* LISTING
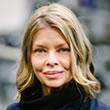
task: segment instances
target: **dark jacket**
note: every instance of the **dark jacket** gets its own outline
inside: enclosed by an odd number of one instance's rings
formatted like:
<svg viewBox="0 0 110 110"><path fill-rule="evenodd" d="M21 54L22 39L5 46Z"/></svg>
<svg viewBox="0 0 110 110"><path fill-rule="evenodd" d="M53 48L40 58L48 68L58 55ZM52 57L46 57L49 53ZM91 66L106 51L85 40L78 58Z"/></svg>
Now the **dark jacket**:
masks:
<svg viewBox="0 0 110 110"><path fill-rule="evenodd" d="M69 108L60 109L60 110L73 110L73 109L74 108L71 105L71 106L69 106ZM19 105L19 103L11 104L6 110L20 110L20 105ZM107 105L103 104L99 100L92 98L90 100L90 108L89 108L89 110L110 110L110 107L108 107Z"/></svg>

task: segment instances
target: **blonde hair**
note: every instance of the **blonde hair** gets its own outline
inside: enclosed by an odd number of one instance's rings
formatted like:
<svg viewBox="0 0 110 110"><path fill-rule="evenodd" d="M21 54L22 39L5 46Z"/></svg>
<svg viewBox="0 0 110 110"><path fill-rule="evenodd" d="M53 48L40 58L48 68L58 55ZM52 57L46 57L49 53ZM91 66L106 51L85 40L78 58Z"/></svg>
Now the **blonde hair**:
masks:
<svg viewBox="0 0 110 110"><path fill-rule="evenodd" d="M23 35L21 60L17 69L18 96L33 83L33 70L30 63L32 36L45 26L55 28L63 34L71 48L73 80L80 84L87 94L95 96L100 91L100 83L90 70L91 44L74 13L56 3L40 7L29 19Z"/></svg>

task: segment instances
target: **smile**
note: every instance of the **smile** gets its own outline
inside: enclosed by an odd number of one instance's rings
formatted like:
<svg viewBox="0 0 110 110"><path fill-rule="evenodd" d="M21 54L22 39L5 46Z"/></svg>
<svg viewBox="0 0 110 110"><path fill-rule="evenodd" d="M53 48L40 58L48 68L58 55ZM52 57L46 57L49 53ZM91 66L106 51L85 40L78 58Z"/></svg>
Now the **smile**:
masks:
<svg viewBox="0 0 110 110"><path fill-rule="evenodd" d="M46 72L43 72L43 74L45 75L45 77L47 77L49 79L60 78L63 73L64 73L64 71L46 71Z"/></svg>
--
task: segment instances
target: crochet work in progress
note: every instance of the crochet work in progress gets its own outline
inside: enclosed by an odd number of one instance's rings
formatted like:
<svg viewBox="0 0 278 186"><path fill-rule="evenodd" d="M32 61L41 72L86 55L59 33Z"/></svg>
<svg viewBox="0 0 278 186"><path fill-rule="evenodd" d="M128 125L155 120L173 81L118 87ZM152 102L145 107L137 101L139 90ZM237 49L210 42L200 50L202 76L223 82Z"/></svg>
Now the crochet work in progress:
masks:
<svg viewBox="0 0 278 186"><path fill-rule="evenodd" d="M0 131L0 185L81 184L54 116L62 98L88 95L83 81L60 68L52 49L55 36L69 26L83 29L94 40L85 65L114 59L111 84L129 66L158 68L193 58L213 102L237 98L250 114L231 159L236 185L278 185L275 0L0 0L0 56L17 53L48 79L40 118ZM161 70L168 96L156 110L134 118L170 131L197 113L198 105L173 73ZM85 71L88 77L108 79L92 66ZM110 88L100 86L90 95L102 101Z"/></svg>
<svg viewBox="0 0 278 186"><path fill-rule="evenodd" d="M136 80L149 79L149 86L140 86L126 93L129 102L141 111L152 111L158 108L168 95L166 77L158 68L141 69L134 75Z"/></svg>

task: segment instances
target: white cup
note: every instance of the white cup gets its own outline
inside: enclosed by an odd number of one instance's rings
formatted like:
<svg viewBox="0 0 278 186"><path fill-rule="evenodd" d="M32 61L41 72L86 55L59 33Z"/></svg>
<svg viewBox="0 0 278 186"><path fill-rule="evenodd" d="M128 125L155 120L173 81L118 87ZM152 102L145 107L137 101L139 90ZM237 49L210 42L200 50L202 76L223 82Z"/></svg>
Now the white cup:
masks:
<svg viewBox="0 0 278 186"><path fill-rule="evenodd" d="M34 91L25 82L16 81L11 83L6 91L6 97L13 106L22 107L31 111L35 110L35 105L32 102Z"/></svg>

* OBJECTIVE
Locate every line of the listing that contains the string "outline", and reproduce each such line in full.

* TASK ANSWER
note: every instance of the **dark jacket** gets its own outline
note: every instance of the **blonde hair** gets its own outline
note: every instance of the **smile** gets its own outline
note: every instance of the crochet work in progress gets its own outline
note: every instance of the white cup gets its own outline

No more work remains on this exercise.